### [Document text]
********

Anthropic was founded by former members of OpenAI, the company behind ChatGPT. It says its new family of AI models is capable of advanced performance, beating the likes of GPT-4 on some parameters.

Claude 3 explained.Claude is a group of large language models (LLMs) developed by Anthropic. The chatbot is capable of handling text, voice messages, and documents. (Image via Anthropic)

Artificial Intelligence start-up Anthropic announced its latest family of AI models called Claude 3 on Monday (March 4), saying it “sets new industry benchmarks across a wide range of cognitive tasks”.

The family includes three state-of-the-art AI models in the ascending order of capabilities – Claude 3 Haiku, Claude 3 Sonnet, and Claude 3 Opus. The company claims that each model offers an increasingly powerful performance, offering a balance between intelligence, speed, and cost based on their specific use case.

Anthropic was founded by former members of OpenAI, the company behind ChatGPT. Its co-founder and president Daniela Amodei said in an interview with Bloomberg Technology that the new models are twice as likely to answer questions correctly. This refers to how often models generate incorrect information as answers, as happens with similar AI chatbots.

********

### [What the exercise asks]
Please reproduce the Claude 3 article word for word between "Artificial Intelligence start-up" and "specific use case.", inclusive.

********

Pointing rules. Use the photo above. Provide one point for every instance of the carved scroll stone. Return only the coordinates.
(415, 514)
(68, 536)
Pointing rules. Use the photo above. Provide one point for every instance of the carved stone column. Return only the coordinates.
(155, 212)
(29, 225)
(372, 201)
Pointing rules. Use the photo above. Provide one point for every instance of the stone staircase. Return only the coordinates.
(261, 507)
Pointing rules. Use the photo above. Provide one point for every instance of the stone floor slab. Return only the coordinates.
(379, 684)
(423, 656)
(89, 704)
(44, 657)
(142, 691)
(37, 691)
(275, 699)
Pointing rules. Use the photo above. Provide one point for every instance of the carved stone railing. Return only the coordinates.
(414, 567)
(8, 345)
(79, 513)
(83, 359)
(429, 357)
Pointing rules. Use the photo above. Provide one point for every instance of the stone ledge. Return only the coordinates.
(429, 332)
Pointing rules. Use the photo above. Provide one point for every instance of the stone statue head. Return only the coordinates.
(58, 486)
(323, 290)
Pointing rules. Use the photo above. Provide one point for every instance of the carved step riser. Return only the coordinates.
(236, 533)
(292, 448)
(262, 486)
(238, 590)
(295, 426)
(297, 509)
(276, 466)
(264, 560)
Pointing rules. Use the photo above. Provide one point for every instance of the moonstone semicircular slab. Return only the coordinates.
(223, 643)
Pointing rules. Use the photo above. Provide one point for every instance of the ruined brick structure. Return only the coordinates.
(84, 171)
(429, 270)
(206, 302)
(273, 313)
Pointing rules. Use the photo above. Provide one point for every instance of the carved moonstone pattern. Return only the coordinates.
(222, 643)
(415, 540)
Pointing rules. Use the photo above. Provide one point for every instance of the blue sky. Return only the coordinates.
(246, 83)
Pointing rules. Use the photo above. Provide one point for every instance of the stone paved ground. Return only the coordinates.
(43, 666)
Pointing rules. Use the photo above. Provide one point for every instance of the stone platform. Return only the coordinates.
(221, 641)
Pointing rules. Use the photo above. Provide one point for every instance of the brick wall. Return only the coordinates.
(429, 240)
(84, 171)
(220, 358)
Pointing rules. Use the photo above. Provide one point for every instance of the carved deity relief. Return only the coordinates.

********

### [Result of the task]
Artificial Intelligence start-up Anthropic announced its latest family of AI models called Claude 3 on Monday (March 4), saying it “sets new industry benchmarks across a wide range of cognitive tasks”.

The family includes three state-of-the-art AI models in the ascending order of capabilities – Claude 3 Haiku, Claude 3 Sonnet, and Claude 3 Opus. The company claims that each model offers an increasingly powerful performance, offering a balance between intelligence, speed, and cost based on their specific use case.